::: Data shown

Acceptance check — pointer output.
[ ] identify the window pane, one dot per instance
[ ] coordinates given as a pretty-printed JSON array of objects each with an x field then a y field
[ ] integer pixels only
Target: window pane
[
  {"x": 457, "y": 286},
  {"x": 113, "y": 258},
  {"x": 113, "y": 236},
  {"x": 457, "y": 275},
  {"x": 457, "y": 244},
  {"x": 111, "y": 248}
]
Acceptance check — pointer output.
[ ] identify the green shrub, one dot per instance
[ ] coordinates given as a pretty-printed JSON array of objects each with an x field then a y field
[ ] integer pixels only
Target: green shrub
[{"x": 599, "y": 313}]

::::::
::: Data shown

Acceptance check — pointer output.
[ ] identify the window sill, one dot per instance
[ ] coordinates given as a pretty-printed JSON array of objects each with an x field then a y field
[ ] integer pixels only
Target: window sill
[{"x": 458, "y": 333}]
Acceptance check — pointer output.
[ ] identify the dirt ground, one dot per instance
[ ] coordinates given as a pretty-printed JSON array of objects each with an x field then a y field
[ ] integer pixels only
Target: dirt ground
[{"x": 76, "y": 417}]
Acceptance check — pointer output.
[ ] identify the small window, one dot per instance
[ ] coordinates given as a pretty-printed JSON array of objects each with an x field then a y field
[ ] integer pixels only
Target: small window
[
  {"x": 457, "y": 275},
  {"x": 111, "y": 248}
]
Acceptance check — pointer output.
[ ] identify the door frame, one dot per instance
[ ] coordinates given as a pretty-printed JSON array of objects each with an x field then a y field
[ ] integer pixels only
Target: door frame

::::::

» Your goal:
Which lines in the material above contain the string "sill", matching case exactly? Copy each of those lines in full.

» Final result:
[ ] identify the window sill, one dot per instance
Target: window sill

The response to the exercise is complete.